_Текст страницы_
Узорная деревянная резьба в преобразованном Растрелли Петергофе является как бы ответом Елизаветы на пресную и простоватую резьбу Никола Пино (Растрелли оставил работу Пино в неприкосновенности лишь в кабинете Петра Великого). Эту резьбу создал скульптор Роллан, как и резьбу "Кабинета мод и граций", где позднее будет помещено 328 портретов девушек и молодых женщин работы Ротари, самых красивых при дворе Елизаветы…
Но возможно, пора прерваться, чтобы кратко коснуться - даже за счет того, что придется прервать разговор о Растрелли, - изменений, которые произошли при дворе среди главных иностранных художников и декораторов со времени восшествия на трон в 1741 году Елизаветы.
X.
ДЕКОРАТИВНЫЕ ИСКУССТВА 1741-1762 годы
Из скульпторов Петра только Растрелли-старший, работы которого мы подробно рассмотрели, остался при дворе в эпоху Елизаветы. Пино и Симон после смерти царя вернулись в Париж. Оснер остался - но он был величиной малозначительной. Растрелли-старший скончался в 1744 году, последние десять лет его жизни были очень малопродуктивны.
Прошло довольно много времени до появления в 1758 году Жилле, когда начались изменения в области монументальной и портретной скульптуры, - но и работы Жилле главным образом относятся уже к правлению Екатерины II. После смерти Растрелли-старшего все скульптуры, созданные в Санкт-Петербурге в оставшуюся часть правления Елизаветы, были чисто декоративными, скульптор раболепно следовал требованиям архитектора. В 1746 году Луи Роллан, уроженец Лиона, прибыл в Россию в распоряжение Елизаветы из Стокгольма, где он работал по контракту. Восхитительные работы, сделанные им в Петергофе под руководством Растрелли, стали для него первой пробой резца в России и, что удивительно, единственными из сохранившихся его работ, если не считать пары довольно неприятных декоративных ваз для Академии художеств в Санкт-Петербурге. Но он оставался в России до самой своей смерти в 1791 году, читая лекции и обучая, а на протяжении трех лет, между 1766-м и 1769 годами, был профессором орнаментальной скульптуры в Академии художеств.
Примерно в то же время, что и Роллан, - а может, годом раньше - прибыл Иоганн Франц Дункер из Вены. Согласно записям, он, подобно Роллану, поначалу работал под руководством Растрелли - но на сей раз над украшением Аничкова дворца, для которого изготовлял статуи, фигурки амуров и капители, а также украшал резьбой стены, двери и окна. Он играл ведущую роль в воплощении в жизнь наиболее грандиозных замыслов Растрелли - Зимнего дворца и особенно дворца в Царском Селе - в подробном описании которых его имя будет встречаться весьма часто. Он был еще в России в 1762 году, когда правление Елизаветы завершилось. Среди большого числа русских и нескольких иностранных помощников и ремесленников эти двое, похоже, стали единственными скульпторами, чьи имена сохранились до наших дней.

_Записи для изучения_
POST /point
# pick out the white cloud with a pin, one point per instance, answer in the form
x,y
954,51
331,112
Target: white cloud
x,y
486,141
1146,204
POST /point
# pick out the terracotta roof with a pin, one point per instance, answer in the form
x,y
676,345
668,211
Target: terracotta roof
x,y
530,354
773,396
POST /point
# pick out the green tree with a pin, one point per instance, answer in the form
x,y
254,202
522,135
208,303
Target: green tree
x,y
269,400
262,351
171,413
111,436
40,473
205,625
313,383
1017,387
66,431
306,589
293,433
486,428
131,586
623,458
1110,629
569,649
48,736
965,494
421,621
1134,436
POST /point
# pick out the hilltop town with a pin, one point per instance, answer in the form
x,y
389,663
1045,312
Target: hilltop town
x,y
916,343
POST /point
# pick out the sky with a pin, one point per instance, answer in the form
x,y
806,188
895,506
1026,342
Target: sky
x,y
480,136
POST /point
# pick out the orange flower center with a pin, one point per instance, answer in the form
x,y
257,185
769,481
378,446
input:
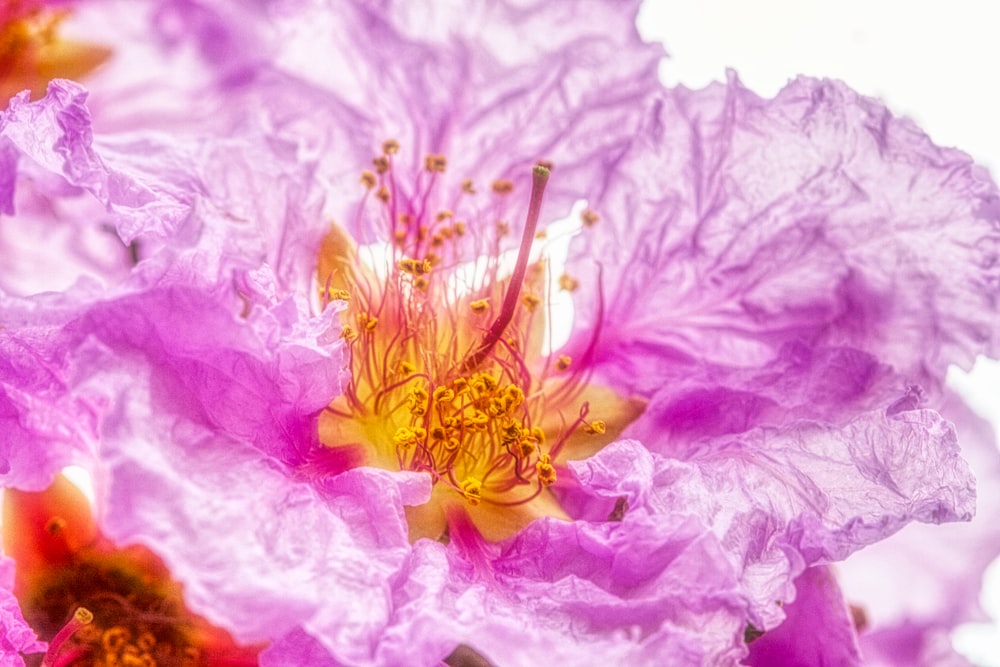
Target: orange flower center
x,y
32,53
97,604
448,371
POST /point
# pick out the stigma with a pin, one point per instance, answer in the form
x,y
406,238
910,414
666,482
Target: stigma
x,y
448,370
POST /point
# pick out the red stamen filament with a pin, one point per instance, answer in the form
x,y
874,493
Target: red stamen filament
x,y
540,176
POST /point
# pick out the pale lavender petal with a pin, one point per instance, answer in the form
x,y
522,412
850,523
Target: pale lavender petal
x,y
780,500
815,217
926,580
15,635
818,628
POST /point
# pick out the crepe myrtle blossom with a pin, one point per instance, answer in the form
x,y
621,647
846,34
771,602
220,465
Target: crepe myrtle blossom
x,y
32,51
766,294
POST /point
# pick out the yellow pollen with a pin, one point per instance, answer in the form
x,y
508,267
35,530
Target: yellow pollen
x,y
444,395
546,471
448,375
530,302
407,438
418,401
567,283
503,187
338,295
435,163
472,489
415,267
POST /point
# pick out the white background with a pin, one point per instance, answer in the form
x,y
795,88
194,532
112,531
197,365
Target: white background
x,y
939,66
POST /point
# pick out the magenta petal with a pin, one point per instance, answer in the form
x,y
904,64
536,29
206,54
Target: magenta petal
x,y
818,627
15,635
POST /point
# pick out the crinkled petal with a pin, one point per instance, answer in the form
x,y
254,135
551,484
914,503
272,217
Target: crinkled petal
x,y
926,580
818,627
15,635
813,217
780,500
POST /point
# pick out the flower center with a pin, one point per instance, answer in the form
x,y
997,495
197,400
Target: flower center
x,y
32,53
448,374
98,604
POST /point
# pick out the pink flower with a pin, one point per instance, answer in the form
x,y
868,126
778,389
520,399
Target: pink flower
x,y
766,294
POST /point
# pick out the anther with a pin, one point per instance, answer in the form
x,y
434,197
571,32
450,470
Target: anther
x,y
567,283
55,525
435,163
472,489
406,438
546,471
81,617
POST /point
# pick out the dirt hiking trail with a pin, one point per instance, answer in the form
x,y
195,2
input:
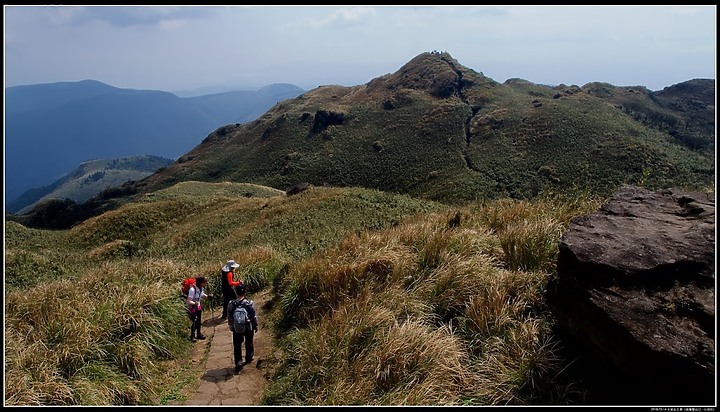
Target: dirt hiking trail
x,y
217,382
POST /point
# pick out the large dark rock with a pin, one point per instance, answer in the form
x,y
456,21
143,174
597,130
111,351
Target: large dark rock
x,y
636,291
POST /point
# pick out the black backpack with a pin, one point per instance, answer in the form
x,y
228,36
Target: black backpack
x,y
239,317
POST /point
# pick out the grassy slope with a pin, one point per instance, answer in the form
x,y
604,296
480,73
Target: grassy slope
x,y
401,133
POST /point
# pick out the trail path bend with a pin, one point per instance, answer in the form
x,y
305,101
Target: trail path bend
x,y
217,382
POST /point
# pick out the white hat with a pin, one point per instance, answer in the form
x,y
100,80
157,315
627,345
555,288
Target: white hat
x,y
230,265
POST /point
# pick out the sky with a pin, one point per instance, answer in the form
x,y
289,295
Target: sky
x,y
183,48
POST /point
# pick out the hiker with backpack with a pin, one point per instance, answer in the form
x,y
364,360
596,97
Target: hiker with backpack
x,y
228,282
193,304
242,320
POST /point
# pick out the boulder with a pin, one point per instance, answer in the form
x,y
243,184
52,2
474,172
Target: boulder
x,y
635,291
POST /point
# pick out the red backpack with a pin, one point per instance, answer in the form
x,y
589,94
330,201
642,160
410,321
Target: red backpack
x,y
187,283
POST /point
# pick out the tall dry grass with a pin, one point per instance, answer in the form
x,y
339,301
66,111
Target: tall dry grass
x,y
471,278
95,340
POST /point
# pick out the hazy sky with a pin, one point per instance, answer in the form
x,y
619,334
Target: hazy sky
x,y
189,47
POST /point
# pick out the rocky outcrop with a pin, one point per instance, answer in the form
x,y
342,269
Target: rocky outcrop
x,y
636,291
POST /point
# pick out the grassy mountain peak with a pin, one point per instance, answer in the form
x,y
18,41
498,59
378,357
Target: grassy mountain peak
x,y
438,130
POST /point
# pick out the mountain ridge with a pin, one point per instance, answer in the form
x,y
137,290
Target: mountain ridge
x,y
441,131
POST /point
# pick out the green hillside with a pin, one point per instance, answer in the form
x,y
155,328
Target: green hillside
x,y
425,272
440,131
89,179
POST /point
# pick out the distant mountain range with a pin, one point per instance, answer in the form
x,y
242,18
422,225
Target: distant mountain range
x,y
52,128
89,179
438,130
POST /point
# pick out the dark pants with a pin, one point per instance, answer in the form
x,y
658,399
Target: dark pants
x,y
195,320
228,295
238,339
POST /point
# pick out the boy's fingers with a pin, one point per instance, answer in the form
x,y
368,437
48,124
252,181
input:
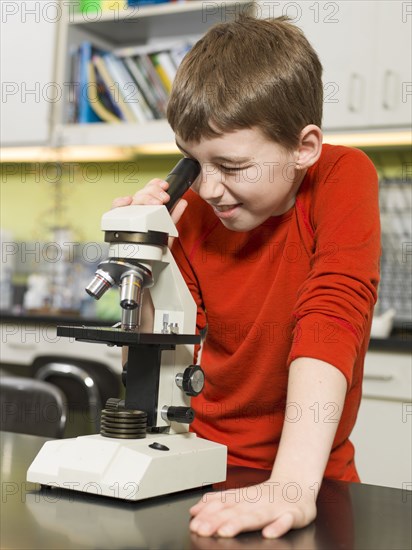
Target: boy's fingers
x,y
178,210
121,201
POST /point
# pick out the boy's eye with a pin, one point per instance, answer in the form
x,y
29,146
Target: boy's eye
x,y
232,168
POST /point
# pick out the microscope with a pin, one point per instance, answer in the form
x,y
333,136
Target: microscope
x,y
144,448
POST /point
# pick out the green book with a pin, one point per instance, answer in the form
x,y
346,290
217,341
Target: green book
x,y
89,6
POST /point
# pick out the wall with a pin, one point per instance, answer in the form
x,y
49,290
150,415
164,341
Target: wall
x,y
35,198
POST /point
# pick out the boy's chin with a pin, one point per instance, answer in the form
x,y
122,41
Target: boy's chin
x,y
241,224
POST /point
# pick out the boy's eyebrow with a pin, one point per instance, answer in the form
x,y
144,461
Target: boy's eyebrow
x,y
218,158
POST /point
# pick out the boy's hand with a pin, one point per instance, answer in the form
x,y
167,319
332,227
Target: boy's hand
x,y
263,506
154,193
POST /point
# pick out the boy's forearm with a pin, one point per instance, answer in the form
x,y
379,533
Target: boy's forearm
x,y
315,399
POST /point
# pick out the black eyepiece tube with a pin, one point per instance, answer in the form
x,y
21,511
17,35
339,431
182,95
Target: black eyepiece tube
x,y
180,179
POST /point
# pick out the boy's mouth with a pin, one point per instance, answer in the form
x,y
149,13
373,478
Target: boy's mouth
x,y
225,210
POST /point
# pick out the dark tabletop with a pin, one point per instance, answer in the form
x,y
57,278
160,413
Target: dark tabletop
x,y
350,515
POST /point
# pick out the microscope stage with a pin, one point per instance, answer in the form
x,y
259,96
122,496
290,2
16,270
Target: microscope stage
x,y
119,337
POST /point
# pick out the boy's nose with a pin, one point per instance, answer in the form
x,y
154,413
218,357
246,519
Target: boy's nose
x,y
209,184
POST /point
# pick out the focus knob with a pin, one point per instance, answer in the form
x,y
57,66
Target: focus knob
x,y
191,381
184,415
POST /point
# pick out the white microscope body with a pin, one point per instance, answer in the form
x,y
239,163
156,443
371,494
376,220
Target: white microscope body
x,y
154,454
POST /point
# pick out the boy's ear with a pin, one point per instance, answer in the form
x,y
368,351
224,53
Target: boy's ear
x,y
310,146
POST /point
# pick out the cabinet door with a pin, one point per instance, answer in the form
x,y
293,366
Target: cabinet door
x,y
28,32
342,34
392,81
382,439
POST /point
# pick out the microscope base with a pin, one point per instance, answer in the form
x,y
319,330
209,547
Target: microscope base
x,y
128,468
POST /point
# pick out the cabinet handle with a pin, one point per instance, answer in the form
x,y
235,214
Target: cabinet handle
x,y
379,377
389,77
355,93
21,345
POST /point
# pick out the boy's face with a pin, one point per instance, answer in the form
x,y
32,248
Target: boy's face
x,y
245,177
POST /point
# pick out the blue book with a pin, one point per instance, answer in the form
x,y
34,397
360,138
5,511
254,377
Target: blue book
x,y
145,2
85,111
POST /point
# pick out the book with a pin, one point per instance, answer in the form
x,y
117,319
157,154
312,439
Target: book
x,y
135,97
90,6
126,86
100,61
96,100
158,62
154,79
144,86
85,112
116,6
105,95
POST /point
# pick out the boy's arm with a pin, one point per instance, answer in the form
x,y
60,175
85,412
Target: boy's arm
x,y
287,500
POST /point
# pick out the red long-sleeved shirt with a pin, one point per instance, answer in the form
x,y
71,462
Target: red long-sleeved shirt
x,y
302,284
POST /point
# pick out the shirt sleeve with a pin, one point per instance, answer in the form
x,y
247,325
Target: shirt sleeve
x,y
335,304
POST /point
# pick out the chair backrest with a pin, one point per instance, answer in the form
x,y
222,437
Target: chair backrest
x,y
31,406
86,384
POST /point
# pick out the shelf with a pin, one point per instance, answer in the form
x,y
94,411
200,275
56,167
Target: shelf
x,y
135,25
123,134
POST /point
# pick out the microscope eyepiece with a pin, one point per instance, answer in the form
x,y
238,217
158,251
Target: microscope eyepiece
x,y
180,179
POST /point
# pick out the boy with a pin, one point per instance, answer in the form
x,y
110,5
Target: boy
x,y
279,245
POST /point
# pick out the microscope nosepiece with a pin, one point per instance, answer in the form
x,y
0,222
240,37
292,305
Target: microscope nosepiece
x,y
100,283
130,290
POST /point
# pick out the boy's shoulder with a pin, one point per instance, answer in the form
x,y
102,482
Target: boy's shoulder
x,y
336,154
340,164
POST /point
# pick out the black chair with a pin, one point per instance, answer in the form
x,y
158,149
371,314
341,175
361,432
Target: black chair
x,y
86,384
31,407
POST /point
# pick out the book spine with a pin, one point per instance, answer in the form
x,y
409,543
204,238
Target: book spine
x,y
113,87
145,89
95,101
161,71
130,91
86,113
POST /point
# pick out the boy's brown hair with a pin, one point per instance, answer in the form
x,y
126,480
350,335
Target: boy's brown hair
x,y
248,73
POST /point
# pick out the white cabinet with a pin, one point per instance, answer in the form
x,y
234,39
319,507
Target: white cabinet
x,y
392,82
383,432
22,343
365,49
28,88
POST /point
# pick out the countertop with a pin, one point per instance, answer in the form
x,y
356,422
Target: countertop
x,y
351,516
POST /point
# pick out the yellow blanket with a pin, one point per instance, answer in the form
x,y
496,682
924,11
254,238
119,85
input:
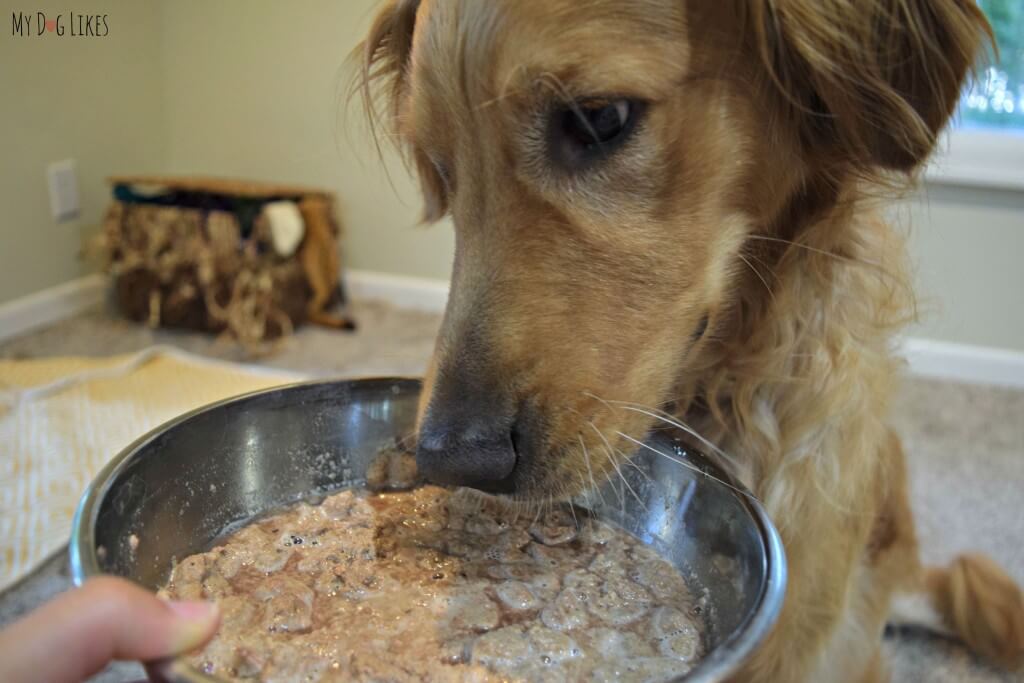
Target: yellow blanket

_Что нужно сделать_
В каком году Луи Роллан прибыл в Россию по тексту страницы?

_Выполненное задание_
В 1746 году.